• _Reading passage_
How does the hormone ADH control the reabsorption of water in the collecting duct of the nephron?

SouravNovember 9, 2024

Answer

Antidiuretic hormone (ADH), also known as vasopressin, plays a crucial role in regulating water reabsorption in the collecting ducts of the nephron. Here’s how ADH functions in this context:

Mechanism of Action of ADH

1. Release and Response:
   • ADH is synthesized in the hypothalamus and released from the posterior pituitary gland in response to increased blood osmolarity (high concentration of solutes) or decreased blood volume. This release signals the kidneys to conserve water.
2. Binding to Receptors:
   • ADH primarily targets the principal cells in the collecting ducts. It binds to V2 receptors, which are G-protein coupled receptors located on the basolateral membrane of these cells.
3. Activation of Intracellular Signaling:
   • The binding of ADH activates adenylate cyclase, leading to an increase in cyclic AMP (cAMP) levels within the cell. This cAMP acts as a second messenger, activating protein kinase A (PKA).

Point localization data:
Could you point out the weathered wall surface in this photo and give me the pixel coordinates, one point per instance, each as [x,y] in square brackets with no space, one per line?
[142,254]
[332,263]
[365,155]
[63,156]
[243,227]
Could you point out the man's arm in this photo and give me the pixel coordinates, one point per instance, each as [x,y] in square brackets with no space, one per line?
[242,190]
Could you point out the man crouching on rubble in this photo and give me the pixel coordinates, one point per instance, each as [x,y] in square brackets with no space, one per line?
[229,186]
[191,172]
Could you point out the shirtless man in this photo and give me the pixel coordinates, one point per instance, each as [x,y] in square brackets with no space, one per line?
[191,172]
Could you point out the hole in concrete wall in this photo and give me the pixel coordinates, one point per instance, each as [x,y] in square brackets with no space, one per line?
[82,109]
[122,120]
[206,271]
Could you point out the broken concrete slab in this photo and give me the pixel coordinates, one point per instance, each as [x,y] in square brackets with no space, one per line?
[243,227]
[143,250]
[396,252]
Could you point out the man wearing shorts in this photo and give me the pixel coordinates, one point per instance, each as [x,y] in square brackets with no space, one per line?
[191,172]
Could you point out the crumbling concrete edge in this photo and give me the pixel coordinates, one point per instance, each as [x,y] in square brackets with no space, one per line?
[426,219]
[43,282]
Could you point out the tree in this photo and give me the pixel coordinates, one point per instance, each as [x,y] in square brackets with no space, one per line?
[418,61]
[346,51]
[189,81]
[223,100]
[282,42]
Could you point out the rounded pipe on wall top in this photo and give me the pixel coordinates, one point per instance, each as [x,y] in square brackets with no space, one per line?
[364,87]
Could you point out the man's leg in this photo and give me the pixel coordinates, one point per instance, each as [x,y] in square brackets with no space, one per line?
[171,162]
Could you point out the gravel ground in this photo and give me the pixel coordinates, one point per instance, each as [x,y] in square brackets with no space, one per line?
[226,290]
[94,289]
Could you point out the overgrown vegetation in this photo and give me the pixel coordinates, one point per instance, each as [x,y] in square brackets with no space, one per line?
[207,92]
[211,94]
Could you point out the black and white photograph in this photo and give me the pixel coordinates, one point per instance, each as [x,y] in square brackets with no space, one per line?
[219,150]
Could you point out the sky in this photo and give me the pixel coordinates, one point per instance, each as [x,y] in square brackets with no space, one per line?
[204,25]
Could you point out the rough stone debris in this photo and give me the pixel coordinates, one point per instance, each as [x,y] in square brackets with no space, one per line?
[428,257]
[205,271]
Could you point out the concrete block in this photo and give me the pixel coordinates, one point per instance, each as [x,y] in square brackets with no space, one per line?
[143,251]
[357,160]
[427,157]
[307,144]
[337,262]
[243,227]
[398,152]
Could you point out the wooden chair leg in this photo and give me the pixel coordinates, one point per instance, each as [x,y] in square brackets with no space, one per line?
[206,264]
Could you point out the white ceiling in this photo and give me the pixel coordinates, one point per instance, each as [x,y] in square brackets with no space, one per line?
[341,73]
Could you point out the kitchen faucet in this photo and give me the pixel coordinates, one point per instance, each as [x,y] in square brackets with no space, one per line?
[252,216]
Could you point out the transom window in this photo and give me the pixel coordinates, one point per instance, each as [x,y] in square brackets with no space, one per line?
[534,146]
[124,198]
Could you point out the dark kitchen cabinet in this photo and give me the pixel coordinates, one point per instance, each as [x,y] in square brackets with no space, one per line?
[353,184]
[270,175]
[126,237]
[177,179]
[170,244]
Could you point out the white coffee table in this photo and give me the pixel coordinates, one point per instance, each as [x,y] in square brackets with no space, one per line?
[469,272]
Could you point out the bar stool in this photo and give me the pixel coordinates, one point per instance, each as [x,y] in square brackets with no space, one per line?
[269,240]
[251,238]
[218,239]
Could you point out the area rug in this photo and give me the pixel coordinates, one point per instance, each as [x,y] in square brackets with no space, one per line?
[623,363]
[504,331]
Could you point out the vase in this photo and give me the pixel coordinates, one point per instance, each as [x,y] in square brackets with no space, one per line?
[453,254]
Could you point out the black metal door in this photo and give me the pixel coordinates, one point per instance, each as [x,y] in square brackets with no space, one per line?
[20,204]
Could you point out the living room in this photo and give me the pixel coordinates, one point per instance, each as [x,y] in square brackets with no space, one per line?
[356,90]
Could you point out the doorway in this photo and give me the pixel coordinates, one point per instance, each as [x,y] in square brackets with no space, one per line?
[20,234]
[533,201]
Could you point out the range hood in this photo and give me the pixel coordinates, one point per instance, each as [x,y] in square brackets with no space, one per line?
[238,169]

• _Explore the material_
**A.** Repeat word for word the stretch of the ADH passage from "Antidiuretic hormone (ADH), also" through "to conserve water.".
**B.** Answer these from the ADH passage:
(i) What other name does it give for antidiuretic hormone?
(ii) To which receptors does ADH bind?
(iii) Which protein does cAMP activate?
The point localization data has nothing to do with what is asked here.

• _Answers provided_
**A.**
Antidiuretic hormone (ADH), also known as vasopressin, plays a crucial role in regulating water reabsorption in the collecting ducts of the nephron. Here’s how ADH functions in this context:

Mechanism of Action of ADH

1. Release and Response:
   • ADH is synthesized in the hypothalamus and released from the posterior pituitary gland in response to increased blood osmolarity (high concentration of solutes) or decreased blood volume. This release signals the kidneys to conserve water.

**B.**
(i) Vasopressin
(ii) V2 receptors
(iii) Protein kinase A (PKA)